Ofrece una variada utilidad el libro de Andreu Navarra El espejo blanco. Viajeros españoles en la URSS (Fórcola, Madrid, 2016, 328 páginas). El trabajo en sí mismo, con una caudalosa información aseadamente ordenada y expuesta, ahorra al lector curioso pero no especializado una profusa navegación por archivos, bibliotecas, hemerotecas y librerías de viejo. Además, aquel trabajo tiene un valor específico. En efecto, este tipo de pesquisas obliga a leer buena y mala literatura, a lo cual el lector hedonista, que es mayoritario, no está dispuesto. Pero hay más y se podría hablar de cierta moraleja histórica. Provisoria, como toda conclusión en el tráfago de la historia, pero muy útil como reflexión y balance.

Es obvio que el comunismo es uno de los fenómenos que definen el siglo XX. Pero es tal su amplitud que, apenas se lo examina de cerca, se advierte una maraña de equívocos debajo de la cual late otro tejido de signos y sentidos. Para empezar, porque la revolución bolchevique ocurre en Rusia, país del cual Occidente recoge una imagen mítica: el misterio del alma rusa, la ambigüedad de un mundo que no es europeo ni asiático siendo ambas cosas, la mezcla indiscernible de un exquisito refinamiento y una despiadada brutalidad. Cubriendo todo ello, un sutil vaho de misticismo. Gran duque o mujik, todo ruso es un místico de la sagrada misión de Rusia en el mundo. Dicho de otro modo: la capacidad de Rusia para desencajarse del mundo y constituir un orbe aparte, modélico o adversario del resto.

Este componente de raigambre religiosa explica muchos aspectos del fenómeno comunista, en especial en cuanto hace a las visitas de españoles a la Meca del bolchevismo. Arthur Koestler dirá en su momento que, para él, ingresar en política desde el comunismo fue como ingresar en una religión. Si bien se mira el momento revolucionario ruso, el final de la primera guerra mundial, cabe entender con cierta facilidad cómo la monstruosa realidad bélica pudo resultar inexplicable y se buscara una contrapartida de fe irracional en un hecho relativamente modesto como la toma del Palacio de Invierno en Petersburgo. También la crucifixión de un carpintero judío era un evento –cruel y patético– pero de enorme modestia eventual, si se permite el oxímoron.

Credulidad, iglesia, ortodoxia, confianza en la palabra que baja desde la jerarquía, temor de Dios, policía de costumbres, sacrificios concretos en pos de un ideal abstracto llamado socialismo, la cesión del pensamiento y la decisión individuales a favor del estamento burocrático, una sociedad totalmente estatalizada en que sociedad y Estado se confunde, el Estado se confunde con el Partido y el Partido se confunde con el Ejército: este fue el funcionamiento del llamado socialismo real, el único posible y, por lo mismo, hijo unigénito de la razón histórica.

Registros:
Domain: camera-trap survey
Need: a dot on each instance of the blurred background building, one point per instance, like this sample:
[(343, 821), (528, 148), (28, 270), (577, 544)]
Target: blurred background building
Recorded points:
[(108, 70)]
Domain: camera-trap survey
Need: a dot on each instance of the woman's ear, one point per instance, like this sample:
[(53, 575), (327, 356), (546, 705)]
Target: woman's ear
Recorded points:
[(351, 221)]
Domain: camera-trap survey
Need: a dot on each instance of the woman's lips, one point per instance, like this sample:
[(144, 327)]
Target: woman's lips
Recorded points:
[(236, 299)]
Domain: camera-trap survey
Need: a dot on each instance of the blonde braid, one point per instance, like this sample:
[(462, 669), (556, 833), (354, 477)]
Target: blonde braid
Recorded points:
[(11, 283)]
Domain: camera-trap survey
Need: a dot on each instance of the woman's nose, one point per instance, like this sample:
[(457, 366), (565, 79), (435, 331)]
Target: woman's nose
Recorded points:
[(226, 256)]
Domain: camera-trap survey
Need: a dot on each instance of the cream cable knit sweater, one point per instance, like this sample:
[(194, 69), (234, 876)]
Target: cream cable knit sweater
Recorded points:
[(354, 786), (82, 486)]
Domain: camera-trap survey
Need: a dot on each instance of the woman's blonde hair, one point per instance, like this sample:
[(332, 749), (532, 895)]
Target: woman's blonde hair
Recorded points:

Ejercicios:
1. Según el texto sobre El espejo blanco, ¿por qué este tipo de trabajo tiene un valor específico? Responde en una a tres oraciones.
2. En el texto sobre El espejo blanco, reescribe el fragmento que empieza en "Ofrece una variada" y termina en "reflexión y balance.", cambiando "librerías de viejo" por "librerías de segunda mano".
3. Prolonga el texto sobre El espejo blanco desde el punto en que termina.
Para resolver estas tareas no se necesitan los registros.

Respuestas dadas:
1. Porque este tipo de pesquisas obliga a leer buena y mala literatura, algo a lo que no está dispuesto el lector hedonista, que es el mayoritario.

2.
Ofrece una variada utilidad el libro de Andreu Navarra El espejo blanco. Viajeros españoles en la URSS (Fórcola, Madrid, 2016, 328 páginas). El trabajo en sí mismo, con una caudalosa información aseadamente ordenada y expuesta, ahorra al lector curioso pero no especializado una profusa navegación por archivos, bibliotecas, hemerotecas y librerías de segunda mano. Además, aquel trabajo tiene un valor específico. En efecto, este tipo de pesquisas obliga a leer buena y mala literatura, a lo cual el lector hedonista, que es mayoritario, no está dispuesto. Pero hay más y se podría hablar de cierta moraleja histórica. Provisoria, como toda conclusión en el tráfago de la historia, pero muy útil como reflexión y balance.

3.
Al igual que el viaje a los Santos Lugares, la crónica soviética de los españoles reitera ese juego de espejos. El creyente va a ver aquello en lo que cree. A veces, su credulidad entra en crisis y se vuelve, en consecuencia, fobia contra la falsa iglesia. Desamparado, busca amparo, se queda en el aparato y aprende de memoria la sana crítica familiar, como ocurrió en el XX congreso del PCUS respecto a Stalin. Más de uno se sorprendió pero porque estaba obligado a sorprenderse por orden partidaria.

En medio de estas tensiones, se advierte que, como en todo mundo con trasfondo religioso, en la izquierda revolucionaria hay guerras y guerrillas de sectas: anarquistas, marxistas bolcheviques, marxistas mencheviques, socialistas sindicalistas, socialdemócratas, hasta desaguar en esa creación estrictamente bolchevique de la Patria del Socialismo, algo que más de un socialista internacionalista como cuadra, podría considerar herético. Y con la herejía seguimos en religión.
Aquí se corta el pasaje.